• _Aim of the exercise_:
The required output is every record, reproduced exactly.
Material for this exercise Block Start
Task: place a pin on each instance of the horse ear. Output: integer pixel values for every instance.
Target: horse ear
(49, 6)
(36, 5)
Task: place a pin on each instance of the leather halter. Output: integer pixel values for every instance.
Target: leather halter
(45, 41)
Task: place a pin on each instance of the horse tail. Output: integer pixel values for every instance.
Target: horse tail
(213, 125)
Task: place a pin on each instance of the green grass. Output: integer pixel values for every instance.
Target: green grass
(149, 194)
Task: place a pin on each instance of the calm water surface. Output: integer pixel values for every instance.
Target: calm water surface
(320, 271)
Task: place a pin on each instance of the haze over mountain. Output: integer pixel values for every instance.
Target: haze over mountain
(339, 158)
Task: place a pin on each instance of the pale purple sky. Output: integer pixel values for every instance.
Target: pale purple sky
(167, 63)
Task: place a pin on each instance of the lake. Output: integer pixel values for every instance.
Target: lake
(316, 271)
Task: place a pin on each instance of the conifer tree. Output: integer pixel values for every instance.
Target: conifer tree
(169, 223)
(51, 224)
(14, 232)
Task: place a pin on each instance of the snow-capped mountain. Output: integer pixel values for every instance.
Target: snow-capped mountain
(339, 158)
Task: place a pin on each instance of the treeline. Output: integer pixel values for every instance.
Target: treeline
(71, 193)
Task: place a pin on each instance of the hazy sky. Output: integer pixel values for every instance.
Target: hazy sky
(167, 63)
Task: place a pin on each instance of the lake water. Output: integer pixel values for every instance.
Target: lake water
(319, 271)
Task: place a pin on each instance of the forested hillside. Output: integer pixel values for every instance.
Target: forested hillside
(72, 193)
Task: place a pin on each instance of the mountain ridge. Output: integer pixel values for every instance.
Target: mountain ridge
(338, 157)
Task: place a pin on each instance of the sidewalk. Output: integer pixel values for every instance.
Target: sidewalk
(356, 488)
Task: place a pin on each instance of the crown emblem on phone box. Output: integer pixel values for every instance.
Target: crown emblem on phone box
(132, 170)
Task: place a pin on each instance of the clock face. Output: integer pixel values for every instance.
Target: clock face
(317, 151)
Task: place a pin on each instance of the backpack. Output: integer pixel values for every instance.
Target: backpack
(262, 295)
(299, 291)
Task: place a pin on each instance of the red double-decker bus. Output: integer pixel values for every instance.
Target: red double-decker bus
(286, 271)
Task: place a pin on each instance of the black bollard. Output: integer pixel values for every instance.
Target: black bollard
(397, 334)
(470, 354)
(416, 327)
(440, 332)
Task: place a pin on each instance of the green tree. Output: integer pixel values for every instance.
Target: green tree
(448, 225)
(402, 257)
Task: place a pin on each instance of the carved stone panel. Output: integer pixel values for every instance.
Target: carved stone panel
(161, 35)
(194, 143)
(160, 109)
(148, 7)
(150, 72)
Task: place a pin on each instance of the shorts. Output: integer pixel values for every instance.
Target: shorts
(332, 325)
Material for this exercise Block End
• _Output of the exercise_:
Task: place a pin on each instance of the horse ear. Output: integer pixel values for every instance.
Target: horse ear
(49, 6)
(36, 5)
Task: place a pin on each instance of the leather halter. Output: integer pixel values for every instance.
Target: leather halter
(45, 41)
Task: place a pin on each instance of the horse tail. Output: integer pixel values for every instance.
Target: horse tail
(213, 125)
Task: place a pin on each instance of the green grass. Output: integer pixel values for every instance.
Target: green grass
(149, 194)
Task: place a pin on each instance of the calm water surface. Output: integer pixel values for every instance.
Target: calm water surface
(320, 271)
Task: place a pin on each instance of the haze over mountain. Output: integer pixel values for every instance.
Target: haze over mountain
(339, 158)
Task: place a pin on each instance of the pale purple sky. Output: integer pixel values for every instance.
Target: pale purple sky
(167, 63)
Task: place a pin on each instance of the lake. Output: integer pixel values for every instance.
Target: lake
(316, 271)
Task: place a pin on each instance of the conifer tree. Output: integer pixel values for every instance.
Target: conifer tree
(169, 223)
(51, 224)
(14, 232)
Task: place a pin on each instance of the snow-capped mountain. Output: integer pixel values for every instance.
Target: snow-capped mountain
(339, 158)
Task: place a pin on each instance of the treeline. Output: integer pixel values for every instance.
Target: treeline
(71, 193)
Task: place a pin on each instance of the hazy sky. Output: integer pixel values for every instance.
Target: hazy sky
(167, 63)
Task: place a pin on each instance of the lake water. Output: integer pixel values for every instance.
Target: lake water
(319, 271)
Task: place a pin on each instance of the forested hillside. Output: integer pixel values for every instance.
Target: forested hillside
(72, 193)
Task: place a pin on each instance of the mountain ridge. Output: integer pixel values for every instance.
Target: mountain ridge
(338, 157)
Task: place a pin on each instance of the sidewalk. Output: integer pixel values for every instance.
Target: sidewalk
(356, 488)
Task: place a pin on each instance of the crown emblem on phone box. Output: integer pixel values for every instance.
Target: crown emblem on phone box
(132, 170)
Task: place a pin on each instance of the clock face. Output: integer pixel values for every instance.
Target: clock face
(317, 151)
Task: place a pin on each instance of the backpack. Output: integer pixel values for every instance.
Target: backpack
(262, 295)
(299, 291)
Task: place a pin on each instance of the red double-decker bus. Output: integer pixel values for every instance.
Target: red double-decker bus
(286, 271)
Task: place a pin on each instance of the black bollard. Output: integer pixel values for every instance.
Target: black bollard
(397, 334)
(470, 354)
(416, 327)
(440, 332)
Task: place a pin on each instance of the green tree. Output: integer pixel values for every instance.
Target: green tree
(448, 225)
(402, 257)
Task: place a pin on each instance of the carved stone panel. Output: integer pixel values for every instance.
Target: carved stone panel
(161, 35)
(194, 143)
(160, 109)
(148, 7)
(150, 72)
Task: place a pin on each instance of the shorts. Output: integer pixel values for every instance.
Target: shorts
(332, 325)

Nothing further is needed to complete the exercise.